PROBLEM DETAILS —
Write out the full listing again, exactly as it stands.

Records excerpted from a collection
++++++++++
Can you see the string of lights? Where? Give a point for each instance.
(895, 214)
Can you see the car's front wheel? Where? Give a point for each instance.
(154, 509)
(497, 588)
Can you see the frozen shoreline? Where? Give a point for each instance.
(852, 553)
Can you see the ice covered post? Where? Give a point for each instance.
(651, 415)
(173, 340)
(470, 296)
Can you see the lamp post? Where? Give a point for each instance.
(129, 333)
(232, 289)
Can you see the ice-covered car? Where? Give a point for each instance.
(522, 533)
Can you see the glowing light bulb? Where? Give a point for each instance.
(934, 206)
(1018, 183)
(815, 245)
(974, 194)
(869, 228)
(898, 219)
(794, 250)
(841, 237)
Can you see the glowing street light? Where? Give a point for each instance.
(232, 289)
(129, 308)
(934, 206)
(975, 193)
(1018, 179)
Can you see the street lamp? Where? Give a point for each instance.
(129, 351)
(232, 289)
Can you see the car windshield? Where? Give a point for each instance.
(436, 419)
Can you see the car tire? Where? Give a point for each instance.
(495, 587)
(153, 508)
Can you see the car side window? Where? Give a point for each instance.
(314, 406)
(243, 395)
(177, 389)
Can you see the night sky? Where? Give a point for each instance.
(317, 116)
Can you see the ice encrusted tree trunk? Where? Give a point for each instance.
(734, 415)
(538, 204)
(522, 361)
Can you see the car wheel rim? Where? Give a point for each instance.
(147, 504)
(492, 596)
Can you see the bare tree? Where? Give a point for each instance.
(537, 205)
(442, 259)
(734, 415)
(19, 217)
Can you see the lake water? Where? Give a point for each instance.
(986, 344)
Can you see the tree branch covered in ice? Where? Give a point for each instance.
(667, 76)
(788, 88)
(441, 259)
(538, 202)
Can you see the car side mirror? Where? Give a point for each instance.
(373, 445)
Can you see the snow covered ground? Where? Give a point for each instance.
++++++++++
TASK SOLUTION —
Can you see the string of lights? Where? Give a point for each instance.
(895, 214)
Can you see the car's front wheel? Where? Give a point for each instance.
(154, 509)
(497, 588)
Can you see the frozen shoreline? Where? Give a point for each instance.
(852, 553)
Can you see the ice covered post? Where? Give a point for each instance.
(651, 415)
(173, 340)
(470, 296)
Can you see the lamp post? Where? Give a point for each instance.
(129, 333)
(232, 289)
Can you see the ice-covered car? Where? Give a point for each instance.
(522, 533)
Can you see the glowing light bulb? Where? Give a point for each instance.
(934, 206)
(1018, 183)
(815, 245)
(974, 194)
(869, 228)
(898, 219)
(794, 250)
(841, 237)
Can you see the glowing street light? Where? Give a point for each instance.
(232, 289)
(129, 308)
(934, 206)
(975, 193)
(1018, 179)
Can you see the street lamp? Where? Give a point for each instance.
(129, 351)
(232, 289)
Can you see the car windshield? Where? Give a point for each instance.
(436, 419)
Can you see the car tire? Where? Give a point for each instance.
(495, 587)
(153, 508)
Can you see the car side window? Where? Give a point for each instance.
(314, 406)
(243, 395)
(177, 389)
Can you see the night sky? Where? Give a point for each instance.
(317, 116)
Can you see the ice encrusted tree trunk? Where? Give a point for each instance.
(734, 415)
(538, 204)
(522, 361)
Can you see the car wheel rim? Where? Give a point for each instance.
(147, 504)
(492, 596)
Can you see the bare tree? Where? Give a point for each instance.
(537, 205)
(442, 259)
(734, 415)
(19, 217)
Can you see the lake water? Where? Give a point for each instance.
(986, 344)
Can you see the tree branch covered in ice? Where? Give a point for each instance.
(667, 76)
(788, 88)
(441, 259)
(538, 202)
Can you see the car side mirror? Where? Give a point for each instance.
(373, 445)
Can you see the snow covered ground? Where? Give a point for each instance.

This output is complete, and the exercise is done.